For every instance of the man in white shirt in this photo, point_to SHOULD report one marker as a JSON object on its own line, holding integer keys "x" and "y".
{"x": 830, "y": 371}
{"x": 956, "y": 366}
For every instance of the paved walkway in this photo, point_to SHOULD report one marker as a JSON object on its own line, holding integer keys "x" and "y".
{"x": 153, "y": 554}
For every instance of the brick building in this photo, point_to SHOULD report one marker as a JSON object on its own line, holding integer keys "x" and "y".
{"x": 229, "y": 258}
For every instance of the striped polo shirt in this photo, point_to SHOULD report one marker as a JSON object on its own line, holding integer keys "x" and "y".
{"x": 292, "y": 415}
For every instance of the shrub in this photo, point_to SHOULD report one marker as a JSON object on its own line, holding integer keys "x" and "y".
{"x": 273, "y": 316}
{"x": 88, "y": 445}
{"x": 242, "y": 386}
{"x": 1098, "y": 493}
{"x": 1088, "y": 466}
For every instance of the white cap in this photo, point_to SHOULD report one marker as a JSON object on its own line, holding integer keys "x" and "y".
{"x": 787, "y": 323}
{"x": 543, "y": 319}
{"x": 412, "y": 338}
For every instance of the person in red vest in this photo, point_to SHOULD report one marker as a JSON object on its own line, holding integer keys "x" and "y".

PROMPT
Please print all of the data above again, word for word.

RESULT OF THIS EXERCISE
For every instance of the man in white shirt in this photo, point_to SHOULD report one marker as a JSON object on its own line, holding integer keys "x" and "y".
{"x": 830, "y": 371}
{"x": 956, "y": 366}
For every instance of the paved walkway in this photo, point_to SHOULD report one marker as a JSON object on its own line, holding integer keys "x" and "y".
{"x": 153, "y": 554}
For every instance of the brick building in this photo, point_to SHOULD report one marker as a JSON object on its own line, holding integer keys "x" and "y".
{"x": 229, "y": 258}
For every instance of the striped polo shirt in this photo, point_to SHOULD report one marker as a JSON object on its own line, holding integer keys "x" and "y".
{"x": 292, "y": 415}
For every instance of the shrub in this photo, point_to SHOULD report one marker as a JSON object on its own line, holding integer keys "x" and "y".
{"x": 273, "y": 316}
{"x": 88, "y": 445}
{"x": 242, "y": 386}
{"x": 1098, "y": 493}
{"x": 1088, "y": 466}
For every instance of the white cap in this photo, point_to SHOULD report one marker as a JSON object on its own line, holding integer keys "x" and "y".
{"x": 787, "y": 323}
{"x": 543, "y": 319}
{"x": 412, "y": 338}
For every instance of the person in red vest in this photo, point_to SHOULD report one marker as a JSON object on its own line, holding integer keys "x" and "y".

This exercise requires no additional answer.